- Given request: Reproduce all of the material that follows, switching every occurrence of "mark" to "outline" and leaving everything else unchanged.

——————————

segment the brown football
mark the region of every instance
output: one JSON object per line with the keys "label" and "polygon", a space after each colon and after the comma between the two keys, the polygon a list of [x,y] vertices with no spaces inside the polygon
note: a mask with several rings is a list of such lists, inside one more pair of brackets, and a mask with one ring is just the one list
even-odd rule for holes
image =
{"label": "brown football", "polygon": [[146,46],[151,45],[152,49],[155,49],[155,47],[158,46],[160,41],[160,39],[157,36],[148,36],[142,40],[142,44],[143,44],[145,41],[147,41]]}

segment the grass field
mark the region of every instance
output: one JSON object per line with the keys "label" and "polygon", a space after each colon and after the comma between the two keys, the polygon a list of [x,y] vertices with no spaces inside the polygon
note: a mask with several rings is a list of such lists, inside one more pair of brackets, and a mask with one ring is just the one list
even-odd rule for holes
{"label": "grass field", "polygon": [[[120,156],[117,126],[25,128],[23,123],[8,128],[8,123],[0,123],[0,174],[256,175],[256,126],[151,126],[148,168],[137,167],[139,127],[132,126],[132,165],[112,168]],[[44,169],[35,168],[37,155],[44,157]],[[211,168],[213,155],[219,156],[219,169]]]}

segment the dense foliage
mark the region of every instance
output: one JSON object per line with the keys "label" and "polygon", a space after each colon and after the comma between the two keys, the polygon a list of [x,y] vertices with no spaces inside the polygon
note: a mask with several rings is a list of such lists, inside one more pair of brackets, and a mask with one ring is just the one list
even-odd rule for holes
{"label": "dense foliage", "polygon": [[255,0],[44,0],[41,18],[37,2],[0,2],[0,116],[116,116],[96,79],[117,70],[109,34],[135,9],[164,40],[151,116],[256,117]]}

——————————

- The response:
segment the brown football
outline the region of every instance
output: one JSON object per line with the keys "label" and "polygon", a space after each colon and after the comma between the two keys, the polygon a list of [x,y] vertices with no spaces inside the polygon
note: a mask with several rings is a list of such lists, inside one more pair of brackets, and a mask with one ring is just the one list
even-odd rule for holes
image =
{"label": "brown football", "polygon": [[146,46],[151,45],[152,49],[155,49],[155,47],[158,46],[160,41],[160,39],[157,36],[148,36],[142,40],[142,44],[143,44],[145,41],[147,41]]}

segment the grass field
outline the region of every instance
output: one JSON object per line with the keys "label" and "polygon", a space after each colon and after the comma between the two keys, the polygon a list of [x,y] vertices with no spaces inside the polygon
note: a mask with several rings is a list of such lists, inside one more pair of brackets, and a mask with one ring is just the one list
even-odd rule for holes
{"label": "grass field", "polygon": [[[120,156],[117,126],[25,128],[23,123],[8,128],[8,123],[0,123],[0,174],[256,175],[256,126],[151,126],[148,168],[137,167],[139,127],[132,126],[132,165],[112,168]],[[44,169],[35,168],[37,155],[44,157]],[[211,168],[213,155],[219,156],[219,169]]]}

segment the dense foliage
outline the region of every instance
output: one JSON object per line with the keys "label" and "polygon", a space after each colon and after the comma between the two keys, the polygon a list of [x,y] vertices with no spaces inside the polygon
note: a mask with several rings is a list of such lists, inside one more pair of brackets, and a mask with one ring is just the one list
even-odd rule for holes
{"label": "dense foliage", "polygon": [[255,0],[44,0],[41,18],[37,2],[0,2],[0,116],[116,116],[96,79],[117,70],[109,34],[135,9],[164,40],[151,116],[256,117]]}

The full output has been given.